* _Fragmento seleccionado_:
>>>

La pregunta adecuada sería: ¿cómo empezar? O, más bien, ¿por dónde?
En este texto trato de evocar mi relación con la Cofradía de Jesús Nazareno, vulgo “Congregación”, a la que pertenezco desde que era un niño. He desfilado desde entonces; sin perderme un año.
Lo ideal sería presentar evocaciones compactas, sin fisuras, sin olvidos.
Pero la memoria es fragmentaria. Dispersa. No es fácil de atrapar. No permite que la enjaules.
El escritor francés Georges Perec (1936 – 1982), a quien vengo leyendo desde hace tiempo con devoción y con calma, tuvo la respuesta: enumerar aquello que nos parece importante. Los recuerdos, las fotos, los objetos, las postales, los sonidos. Trozo a trozo, ladrillo a ladrillo, fragmento a fragmento, como quien construye una casa imperfecta. De esos resquicios surgirá el cuadro completo de la memoria.
Vamos allá, y enumeremos:
—Una mano. La de mi madre. No sé si la derecha o la izquierda. Sujeta la mía en la madrugada. Soy un crío, no sé con certeza cuántos años tendría. Al extremo de su otro brazo está mi hermano. Son más o menos las cinco y algo de la mañana y aguardamos entre el público. Esperamos a nuestro tío y a nuestros primos para meternos con ellos en la hilera de cofrades. Delante desfilan los hermanos, de negro riguroso. Acaban de salir de la Iglesia de San Andrés, en la Plaza del Seminario. Mi madre quiere que evitemos la aglomeración de la salida.

<<<

* _Problema planteado 1_:
Conteste brevemente, según el fragmento:
(a) ¿A qué cofradía se refiere el fragmento y con qué nombre popular se la conoce?
(b) ¿Qué fechas acompañan al nombre de Georges Perec?
(c) ¿De qué iglesia acaban de salir los hermanos y en qué plaza se encuentra?
El fragmento y el listado constituyen materiales independientes entre sí.

* _Material de trabajo_:
>>>

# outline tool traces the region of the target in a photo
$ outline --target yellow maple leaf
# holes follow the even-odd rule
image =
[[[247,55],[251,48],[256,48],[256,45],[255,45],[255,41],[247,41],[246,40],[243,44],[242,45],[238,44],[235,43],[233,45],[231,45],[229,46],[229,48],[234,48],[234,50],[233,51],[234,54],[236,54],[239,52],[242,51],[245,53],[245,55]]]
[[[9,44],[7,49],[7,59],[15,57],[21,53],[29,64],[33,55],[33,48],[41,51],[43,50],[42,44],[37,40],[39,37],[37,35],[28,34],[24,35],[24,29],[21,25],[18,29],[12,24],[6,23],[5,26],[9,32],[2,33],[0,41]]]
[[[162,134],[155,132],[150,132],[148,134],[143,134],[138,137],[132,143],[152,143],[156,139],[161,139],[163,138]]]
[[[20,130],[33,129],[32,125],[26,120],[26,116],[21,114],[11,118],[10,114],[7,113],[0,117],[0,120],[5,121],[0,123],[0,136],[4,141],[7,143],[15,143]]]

<<<

* _Problema planteado 2_: Actualice todo el listado sustituyendo "yellow maple leaf" por "red maple leaf" y mantenga lo demás sin cambios.

* _Respuesta del ejercicio 1_:
(a) A la Cofradía de Jesús Nazareno, conocida popularmente como "Congregación".
(b) 1936 – 1982.
(c) De la Iglesia de San Andrés, situada en la Plaza del Seminario.

* _Respuesta del ejercicio 2_:
# outline tool traces the region of the target in a photo
$ outline --target red maple leaf
# holes follow the even-odd rule
image =
[[[247,55],[251,48],[256,48],[256,45],[255,45],[255,41],[247,41],[246,40],[243,44],[242,45],[238,44],[235,43],[233,45],[231,45],[229,46],[229,48],[234,48],[234,50],[233,51],[234,54],[236,54],[239,52],[242,51],[245,53],[245,55]]]
[[[9,44],[7,49],[7,59],[15,57],[21,53],[29,64],[33,55],[33,48],[41,51],[43,50],[42,44],[37,40],[39,37],[37,35],[28,34],[24,35],[24,29],[21,25],[18,29],[12,24],[6,23],[5,26],[9,32],[2,33],[0,41]]]
[[[162,134],[155,132],[150,132],[148,134],[143,134],[138,137],[132,143],[152,143],[156,139],[161,139],[163,138]]]
[[[20,130],[33,129],[32,125],[26,120],[26,116],[21,114],[11,118],[10,114],[7,113],[0,117],[0,120],[5,121],[0,123],[0,136],[4,141],[7,143],[15,143]]]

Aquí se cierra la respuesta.